EXERCISE AIM: Extract from the rows below every line that contains the string "bird".

TASK INPUTS:
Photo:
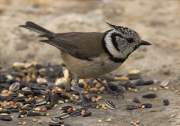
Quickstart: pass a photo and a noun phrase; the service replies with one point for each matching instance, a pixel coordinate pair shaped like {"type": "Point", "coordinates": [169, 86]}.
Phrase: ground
{"type": "Point", "coordinates": [156, 21]}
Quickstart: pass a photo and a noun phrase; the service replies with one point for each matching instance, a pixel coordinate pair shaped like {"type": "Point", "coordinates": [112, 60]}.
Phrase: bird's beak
{"type": "Point", "coordinates": [145, 43]}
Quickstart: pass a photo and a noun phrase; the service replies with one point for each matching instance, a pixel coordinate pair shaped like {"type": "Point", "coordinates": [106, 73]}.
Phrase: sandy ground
{"type": "Point", "coordinates": [156, 21]}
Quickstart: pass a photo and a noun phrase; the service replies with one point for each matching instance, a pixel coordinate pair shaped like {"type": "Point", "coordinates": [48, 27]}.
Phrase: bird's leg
{"type": "Point", "coordinates": [84, 102]}
{"type": "Point", "coordinates": [109, 90]}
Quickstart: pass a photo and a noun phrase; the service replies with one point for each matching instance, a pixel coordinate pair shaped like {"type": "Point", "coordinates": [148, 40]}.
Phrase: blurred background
{"type": "Point", "coordinates": [156, 21]}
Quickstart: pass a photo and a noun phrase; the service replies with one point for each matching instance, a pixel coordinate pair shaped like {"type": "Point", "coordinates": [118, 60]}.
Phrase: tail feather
{"type": "Point", "coordinates": [38, 29]}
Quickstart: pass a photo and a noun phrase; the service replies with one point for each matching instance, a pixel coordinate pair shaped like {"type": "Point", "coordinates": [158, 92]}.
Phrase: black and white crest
{"type": "Point", "coordinates": [120, 42]}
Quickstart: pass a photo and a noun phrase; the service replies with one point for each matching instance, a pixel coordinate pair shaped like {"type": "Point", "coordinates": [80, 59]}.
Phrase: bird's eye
{"type": "Point", "coordinates": [130, 40]}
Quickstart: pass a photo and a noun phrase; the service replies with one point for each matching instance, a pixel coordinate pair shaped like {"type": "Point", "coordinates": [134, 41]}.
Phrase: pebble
{"type": "Point", "coordinates": [164, 83]}
{"type": "Point", "coordinates": [147, 105]}
{"type": "Point", "coordinates": [99, 121]}
{"type": "Point", "coordinates": [149, 96]}
{"type": "Point", "coordinates": [166, 102]}
{"type": "Point", "coordinates": [136, 100]}
{"type": "Point", "coordinates": [88, 113]}
{"type": "Point", "coordinates": [131, 107]}
{"type": "Point", "coordinates": [154, 89]}
{"type": "Point", "coordinates": [110, 104]}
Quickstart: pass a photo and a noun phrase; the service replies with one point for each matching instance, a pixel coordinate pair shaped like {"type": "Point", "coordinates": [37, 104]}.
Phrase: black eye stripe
{"type": "Point", "coordinates": [130, 40]}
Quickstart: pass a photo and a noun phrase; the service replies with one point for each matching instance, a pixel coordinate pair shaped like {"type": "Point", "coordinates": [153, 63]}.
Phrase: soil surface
{"type": "Point", "coordinates": [156, 21]}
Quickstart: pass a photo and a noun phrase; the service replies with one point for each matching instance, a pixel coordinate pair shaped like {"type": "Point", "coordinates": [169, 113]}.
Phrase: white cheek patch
{"type": "Point", "coordinates": [110, 46]}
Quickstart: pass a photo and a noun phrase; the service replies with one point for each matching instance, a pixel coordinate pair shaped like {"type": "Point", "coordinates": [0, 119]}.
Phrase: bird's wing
{"type": "Point", "coordinates": [80, 45]}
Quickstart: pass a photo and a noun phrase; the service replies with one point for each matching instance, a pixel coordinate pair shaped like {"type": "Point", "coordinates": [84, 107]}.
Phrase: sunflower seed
{"type": "Point", "coordinates": [86, 114]}
{"type": "Point", "coordinates": [164, 83]}
{"type": "Point", "coordinates": [136, 100]}
{"type": "Point", "coordinates": [147, 105]}
{"type": "Point", "coordinates": [75, 113]}
{"type": "Point", "coordinates": [110, 104]}
{"type": "Point", "coordinates": [131, 107]}
{"type": "Point", "coordinates": [43, 102]}
{"type": "Point", "coordinates": [6, 118]}
{"type": "Point", "coordinates": [166, 102]}
{"type": "Point", "coordinates": [63, 115]}
{"type": "Point", "coordinates": [149, 96]}
{"type": "Point", "coordinates": [55, 120]}
{"type": "Point", "coordinates": [15, 86]}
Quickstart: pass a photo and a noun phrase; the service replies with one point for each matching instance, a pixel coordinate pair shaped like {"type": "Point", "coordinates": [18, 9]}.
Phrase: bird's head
{"type": "Point", "coordinates": [120, 42]}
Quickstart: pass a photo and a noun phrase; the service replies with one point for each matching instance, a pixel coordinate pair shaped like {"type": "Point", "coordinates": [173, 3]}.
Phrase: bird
{"type": "Point", "coordinates": [92, 54]}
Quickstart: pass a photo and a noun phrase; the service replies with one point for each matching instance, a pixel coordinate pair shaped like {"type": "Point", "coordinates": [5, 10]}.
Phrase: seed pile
{"type": "Point", "coordinates": [31, 89]}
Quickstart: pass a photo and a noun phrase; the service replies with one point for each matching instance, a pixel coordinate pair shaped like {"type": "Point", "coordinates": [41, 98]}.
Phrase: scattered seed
{"type": "Point", "coordinates": [160, 88]}
{"type": "Point", "coordinates": [43, 109]}
{"type": "Point", "coordinates": [134, 124]}
{"type": "Point", "coordinates": [134, 72]}
{"type": "Point", "coordinates": [109, 120]}
{"type": "Point", "coordinates": [137, 121]}
{"type": "Point", "coordinates": [110, 105]}
{"type": "Point", "coordinates": [154, 89]}
{"type": "Point", "coordinates": [39, 121]}
{"type": "Point", "coordinates": [136, 100]}
{"type": "Point", "coordinates": [121, 78]}
{"type": "Point", "coordinates": [135, 90]}
{"type": "Point", "coordinates": [61, 121]}
{"type": "Point", "coordinates": [166, 88]}
{"type": "Point", "coordinates": [166, 102]}
{"type": "Point", "coordinates": [153, 110]}
{"type": "Point", "coordinates": [99, 121]}
{"type": "Point", "coordinates": [164, 83]}
{"type": "Point", "coordinates": [147, 105]}
{"type": "Point", "coordinates": [131, 107]}
{"type": "Point", "coordinates": [129, 89]}
{"type": "Point", "coordinates": [149, 96]}
{"type": "Point", "coordinates": [88, 113]}
{"type": "Point", "coordinates": [47, 114]}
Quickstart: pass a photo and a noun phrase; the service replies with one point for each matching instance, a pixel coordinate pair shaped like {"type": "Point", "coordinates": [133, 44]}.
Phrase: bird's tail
{"type": "Point", "coordinates": [38, 29]}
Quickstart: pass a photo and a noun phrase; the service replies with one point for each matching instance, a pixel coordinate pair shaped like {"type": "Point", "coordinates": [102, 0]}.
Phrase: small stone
{"type": "Point", "coordinates": [136, 100]}
{"type": "Point", "coordinates": [99, 121]}
{"type": "Point", "coordinates": [121, 78]}
{"type": "Point", "coordinates": [47, 114]}
{"type": "Point", "coordinates": [137, 121]}
{"type": "Point", "coordinates": [154, 89]}
{"type": "Point", "coordinates": [149, 96]}
{"type": "Point", "coordinates": [131, 107]}
{"type": "Point", "coordinates": [150, 88]}
{"type": "Point", "coordinates": [164, 83]}
{"type": "Point", "coordinates": [160, 88]}
{"type": "Point", "coordinates": [109, 120]}
{"type": "Point", "coordinates": [166, 102]}
{"type": "Point", "coordinates": [134, 72]}
{"type": "Point", "coordinates": [39, 121]}
{"type": "Point", "coordinates": [43, 109]}
{"type": "Point", "coordinates": [167, 88]}
{"type": "Point", "coordinates": [147, 105]}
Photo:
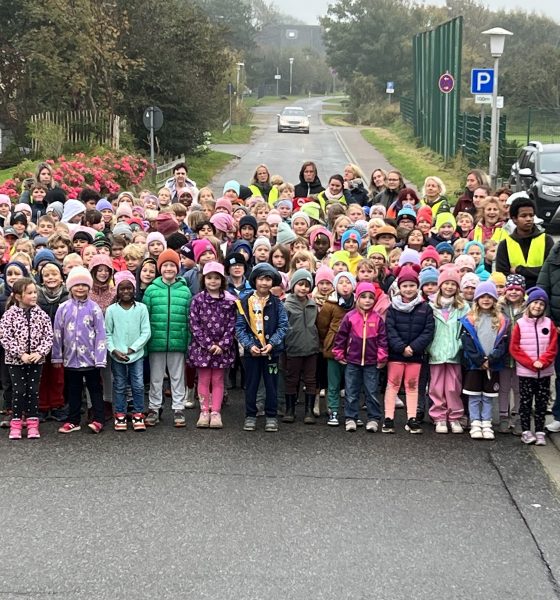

EXERCISE SOLUTION:
Phrase: bird's beak
Phrase: bird's leg
Phrase: bird's eye
Phrase: bird's wing
Phrase: bird's head
Phrase: bird
Phrase: bird's tail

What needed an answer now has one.